>> begin THE DATA

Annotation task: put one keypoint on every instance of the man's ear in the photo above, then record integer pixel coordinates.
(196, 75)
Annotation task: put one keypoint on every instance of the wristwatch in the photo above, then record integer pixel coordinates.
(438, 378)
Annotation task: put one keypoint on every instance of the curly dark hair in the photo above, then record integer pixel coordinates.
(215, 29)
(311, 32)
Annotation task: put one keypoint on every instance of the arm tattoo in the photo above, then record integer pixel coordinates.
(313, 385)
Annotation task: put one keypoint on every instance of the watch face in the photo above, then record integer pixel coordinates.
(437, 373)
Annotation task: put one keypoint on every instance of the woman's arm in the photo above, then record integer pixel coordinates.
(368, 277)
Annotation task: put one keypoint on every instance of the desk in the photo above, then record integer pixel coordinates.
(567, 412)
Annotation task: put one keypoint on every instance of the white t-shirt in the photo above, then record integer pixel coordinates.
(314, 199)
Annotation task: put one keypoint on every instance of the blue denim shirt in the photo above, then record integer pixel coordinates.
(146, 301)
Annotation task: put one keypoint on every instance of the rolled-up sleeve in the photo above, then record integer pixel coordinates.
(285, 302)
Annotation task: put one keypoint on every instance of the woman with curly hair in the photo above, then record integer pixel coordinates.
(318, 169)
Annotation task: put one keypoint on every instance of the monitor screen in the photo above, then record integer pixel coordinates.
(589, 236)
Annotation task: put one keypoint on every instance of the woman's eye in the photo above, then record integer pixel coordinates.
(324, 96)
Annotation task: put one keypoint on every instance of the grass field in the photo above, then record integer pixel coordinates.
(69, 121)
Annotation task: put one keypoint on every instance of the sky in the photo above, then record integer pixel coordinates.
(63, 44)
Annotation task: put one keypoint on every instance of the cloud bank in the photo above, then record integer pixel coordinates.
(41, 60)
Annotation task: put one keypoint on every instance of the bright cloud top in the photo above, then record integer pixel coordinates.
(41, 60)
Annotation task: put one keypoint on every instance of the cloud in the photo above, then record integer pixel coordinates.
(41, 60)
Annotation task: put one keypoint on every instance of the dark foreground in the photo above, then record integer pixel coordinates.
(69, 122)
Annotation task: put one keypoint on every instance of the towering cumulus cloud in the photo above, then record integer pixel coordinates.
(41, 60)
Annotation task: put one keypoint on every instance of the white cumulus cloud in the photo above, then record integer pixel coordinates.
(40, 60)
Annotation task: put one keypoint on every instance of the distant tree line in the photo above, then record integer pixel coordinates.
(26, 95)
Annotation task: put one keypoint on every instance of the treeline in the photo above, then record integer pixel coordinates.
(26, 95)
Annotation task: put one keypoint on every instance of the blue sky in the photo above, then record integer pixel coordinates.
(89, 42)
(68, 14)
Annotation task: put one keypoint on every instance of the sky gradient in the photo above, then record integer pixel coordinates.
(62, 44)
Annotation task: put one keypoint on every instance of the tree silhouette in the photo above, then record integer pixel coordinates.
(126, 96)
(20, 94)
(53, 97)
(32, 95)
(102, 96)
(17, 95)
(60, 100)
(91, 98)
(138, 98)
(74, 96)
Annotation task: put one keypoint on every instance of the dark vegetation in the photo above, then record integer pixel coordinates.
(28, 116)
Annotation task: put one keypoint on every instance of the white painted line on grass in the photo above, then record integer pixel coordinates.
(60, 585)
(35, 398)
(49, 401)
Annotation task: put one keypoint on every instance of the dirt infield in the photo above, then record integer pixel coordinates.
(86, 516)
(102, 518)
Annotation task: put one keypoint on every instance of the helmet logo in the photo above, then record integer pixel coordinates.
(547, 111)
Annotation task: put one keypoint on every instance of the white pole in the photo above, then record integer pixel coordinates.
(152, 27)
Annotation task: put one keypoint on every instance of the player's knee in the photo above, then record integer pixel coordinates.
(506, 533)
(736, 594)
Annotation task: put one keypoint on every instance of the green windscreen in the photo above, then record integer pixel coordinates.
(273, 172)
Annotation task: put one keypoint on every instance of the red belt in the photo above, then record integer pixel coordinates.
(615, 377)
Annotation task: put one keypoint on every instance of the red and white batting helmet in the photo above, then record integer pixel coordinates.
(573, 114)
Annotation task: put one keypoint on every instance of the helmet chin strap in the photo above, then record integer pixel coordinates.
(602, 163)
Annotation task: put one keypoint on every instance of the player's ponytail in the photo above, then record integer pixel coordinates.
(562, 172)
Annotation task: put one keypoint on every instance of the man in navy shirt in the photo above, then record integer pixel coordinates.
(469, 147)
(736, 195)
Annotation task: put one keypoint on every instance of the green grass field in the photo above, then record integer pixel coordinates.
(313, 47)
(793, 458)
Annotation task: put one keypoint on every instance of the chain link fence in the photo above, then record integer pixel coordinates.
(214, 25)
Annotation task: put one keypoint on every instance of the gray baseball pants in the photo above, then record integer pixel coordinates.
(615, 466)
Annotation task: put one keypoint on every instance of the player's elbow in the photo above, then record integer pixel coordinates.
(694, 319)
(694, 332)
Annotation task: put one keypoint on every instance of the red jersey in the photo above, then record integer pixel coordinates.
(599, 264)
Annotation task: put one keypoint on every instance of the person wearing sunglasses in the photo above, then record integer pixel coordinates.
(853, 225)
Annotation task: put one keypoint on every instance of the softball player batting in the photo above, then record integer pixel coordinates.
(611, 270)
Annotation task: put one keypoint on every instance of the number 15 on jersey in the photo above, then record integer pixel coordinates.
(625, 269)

>> end THE DATA

WHAT YOU NEED TO DO
Transcribe each entry exactly.

PROBLEM SOLUTION
Annotation task: put one keypoint on every instance of the man's ear in the photo above, then record integer pixel coordinates.
(196, 75)
Annotation task: put one keypoint on every instance of the wristwatch in the photo above, then record integer pixel coordinates.
(438, 378)
Annotation task: put one keypoint on every instance of the curly dark hair in the photo above, then record integer pixel coordinates.
(215, 29)
(311, 32)
Annotation task: put one keypoint on every instance of the arm tattoo in the photo above, then record integer pixel coordinates.
(313, 385)
Annotation task: put one keypoint on every instance of the watch face in the photo above, then record integer pixel coordinates.
(437, 373)
Annotation task: put one keypoint on every instance of the woman's arm in the photo above, then record integer pixel coordinates.
(368, 277)
Annotation task: put one keypoint on every instance of the desk in the photo above, then record integer pixel coordinates.
(567, 412)
Annotation task: put one keypoint on every instance of the white t-shirt in the photo above, then record integer pixel coordinates.
(314, 199)
Annotation task: put one keypoint on every instance of the blue denim shirt in the photo above, then record integer pixel coordinates.
(146, 301)
Annotation task: put one keypoint on every instance of the rolled-up sleeve in the photo above, then record integer pixel coordinates.
(285, 302)
Annotation task: put one keypoint on every instance of the woman with curly hair in the photo above, then record integer pixel coordinates.
(318, 169)
Annotation task: put one keypoint on every instance of the monitor screen in the photo above, then record integer pixel coordinates.
(589, 236)
Annotation task: put one keypoint on every instance of the woman's eye in the photo above, then record integer pixel coordinates.
(324, 96)
Annotation task: put one keypoint on every instance of the grass field in the photo above, then record integer pixel coordinates.
(69, 121)
Annotation task: put one keypoint on every instance of the sky in the photo above, then record integer pixel coordinates.
(63, 44)
Annotation task: put one keypoint on every instance of the cloud bank in the photo above, then record integer pixel coordinates.
(41, 60)
Annotation task: put one keypoint on every instance of the bright cloud top in the photo above, then record integer pixel coordinates.
(41, 60)
Annotation task: put one keypoint on every instance of the cloud in the photo above, then record integer pixel coordinates.
(41, 60)
Annotation task: put one keypoint on every instance of the dark foreground in the photo above, then record integer pixel coordinates.
(69, 122)
Annotation task: put one keypoint on every instance of the towering cumulus cloud in the photo above, then record integer pixel coordinates.
(41, 60)
Annotation task: put one keypoint on every instance of the white cumulus cloud in the photo above, then record integer pixel coordinates.
(40, 60)
Annotation task: put one keypoint on every instance of the distant tree line in the photo above, then record integer pixel coordinates.
(26, 95)
Annotation task: put one keypoint on every instance of the treeline in the photo above, then record integer pixel coordinates.
(26, 95)
Annotation task: put one keypoint on every instance of the blue sky in the photo above, then record integer pixel coordinates.
(89, 42)
(68, 14)
Annotation task: put one keypoint on every instance of the sky gradient in the photo above, then record integer pixel coordinates.
(62, 44)
Annotation task: put one keypoint on every instance of the tree silhouette in the photo above, then record integer pixel coordinates.
(126, 96)
(20, 94)
(53, 97)
(32, 95)
(102, 96)
(17, 95)
(60, 100)
(91, 98)
(138, 98)
(74, 96)
Annotation task: put one keypoint on every instance of the dark vegetation in the photo above, then record integer pixel coordinates.
(28, 116)
Annotation task: put one keypoint on every instance of the white painted line on grass in the photo above, then record integer pixel coordinates.
(60, 585)
(35, 398)
(49, 401)
Annotation task: put one keypoint on every instance of the dirt infield in the photo above, then record integer pixel coordinates.
(86, 516)
(102, 518)
Annotation task: put one keypoint on every instance of the helmet logo in the photo above, then record integer pixel coordinates.
(547, 111)
Annotation task: put one keypoint on every instance of the white pole in the photo above, then record integer pixel coordinates.
(152, 27)
Annotation task: put one keypoint on every instance of the player's knee in the photo above, then record integer pixel coordinates.
(506, 533)
(736, 594)
Annotation task: put one keypoint on every instance of the green windscreen in the photo above, then record integer pixel coordinates.
(273, 172)
Annotation task: put one keypoint on every instance of the red belt in the photo above, then record integer pixel coordinates.
(615, 377)
Annotation task: put one keypoint on every instance of the red and white batting helmet in the photo above, then record integer pixel coordinates.
(573, 114)
Annotation task: put one keypoint on every instance of the helmet chin strap in the photo above, then record integer pixel coordinates.
(602, 163)
Annotation task: put one keypoint on every instance of the player's ponytail in the photo above, then record integer pixel coordinates.
(562, 172)
Annotation task: put one keypoint on every instance of the man in navy shirt in the photo above, then record integer pixel coordinates.
(469, 147)
(736, 195)
Annotation task: put one keypoint on every instance of the green grass field in the photo above, then record integer pixel coordinates.
(313, 47)
(793, 458)
Annotation task: put one keypoint on every instance of the chain link fence in the photo above, then record integer pixel coordinates.
(214, 25)
Annotation task: put one keypoint on every instance of the gray baseball pants in the photo above, then record integer pixel coordinates.
(615, 466)
Annotation task: put one keypoint on every instance of the player's elbow in the photo above, then record integer pixel coordinates.
(694, 319)
(694, 332)
Annotation task: put one keypoint on every instance of the red jersey in the photo above, then record integer pixel coordinates.
(599, 264)
Annotation task: put one keypoint on every instance of the person wearing sunglasses in the photo above, then record integer pixel coordinates.
(853, 225)
Annotation task: put one keypoint on every instance of the softball player batting in the photo above, then record integer pixel coordinates.
(611, 270)
Annotation task: put one keypoint on every instance of the number 15 on jersey in the photo above, then record integer pixel coordinates.
(625, 269)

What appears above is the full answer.